» Reading text:
========================================================================
In pre-classical Athens, the genos was the arbiter of disputed inheritances, and the property-owner’s desires counted for little.  Solon is credited with introducing the will as a legal instrument to cover cases of epikleroi (daughters without brothers) or families with no offspring.  Whoever the author and whatever the inspiration for them, wills have an advantage in discouraging (though hardly preventing) family feuds over inheritance.

The Nephews of Cleonymus

Athenian courts must have been clogged with cases of disputed succession, and virtually the entire surviving corpus of Isaeus’ speeches (early fourth century B.C.) is devoted to disputed legacies.  A particularly rich example is the case of Cleonymus’ heirs [Isaeus I].  Cleonymus had died without children, having made a will, many years before his death, giving his property to a set of friends who were distantly related.  His sister’s sons, however, made a stink, and when the heirs agreed to share with them, the nephews felt emboldened to sue for everything.

The nephews based their case on two allegations: Their first claim was that Cleonymus had only disinherited them because he was quarreling with their guardian, whom he did not wish to control his property or have responsibility for his funeral.  When that guardian died, the boys moved in with Cleonymus, who helped to settle their debts and provide for their education, which the boys cited as evidence of their uncle’s affection for them.  In their second claim, they declared that on his deathbed Cleonymus had called for a magistrate’s clerk to bring his will, presumably intending to change it, but his designated heirs would not allow the clerk to enter the house.

The nephews’ case would not stand scrutiny for a moment in an American or English court, but the boys were counting on the jurors to sympathize with them.  Their real case did not rest on their somewhat dubious claims about what might have happened but on the fact of blood, and their argument reveals an Athenian predilection for kinship over individual preferences, even when those preferences were set forth in an unambiguous legal document.  In general, it can be said, Athenian juries were more skeptical of documents, which could always be forged, and more attentive to the probabilities of human character.  In their calculations, the propinquities of blood might matter more than a piece of paper, however meticulously drawn up.
========================================================================
» Collected data:
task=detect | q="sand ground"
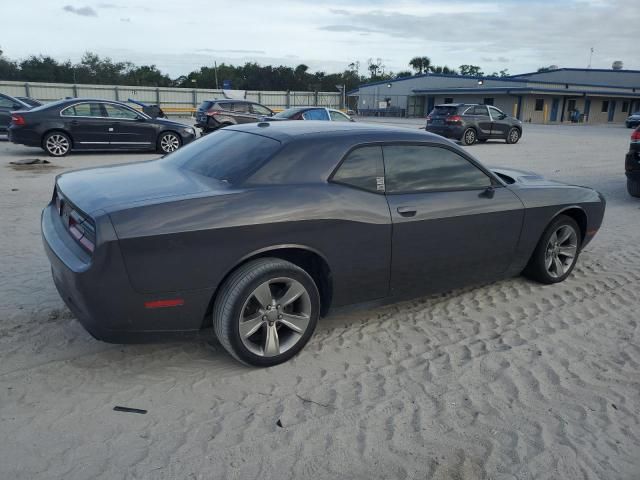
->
[0,122,640,480]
========================================================================
» Short exercise:
Extend the passage on Athenian inheritance disputes and the case of Cleonymus' nephews, starting right after its final sentence.

» The result:
“It is only right,” the brothers sum up, “that you should, as in fact you do, give your verdicts on the basis of the truth of the matter and on the grounds of blood-relationship (genos) rather than siding with those who contest the case on the basis of a will.  For you all know what the relationship of the genos is; that can not be falsified, but many people have falsified wills, some by making complete forgeries, in other cases wills are made by people not in their right mind.”

They are obviously suggesting that any uncle who would disinherit his beloved nephews would have been out of his head, thus the will—which he allegedly drew up in a fit of anger—is false on one of two counts: either because he intended to change it, but his heirs prevented him, or because he did it in anger against the guardian but not with any rancor toward his next-of-kin.  To gain the sympathy of the jurymen, the nephews declare, at the beginning, that it grieves them to go to law against their kinsmen, and that they would feel as bad in damaging the interests of kinsmen as they would in being unjustly deprived of their property by such people.

Another point of view is given in an earlier speech written by Isocrates.  Here a sickly man has died, leaving his estate to the boyhood friend who had taken care of him during his illness.  The friend is also instructed to marry his sister.  The friend is thereupon sued by the testator’s illegitimate half-sister. In his defense the heir argues not only that he is the best friend of the deceased but that their families had been previously and are now again connected by marriage.  Once again, explicit legal claims seem to take second place to considerations of kinship and friendship.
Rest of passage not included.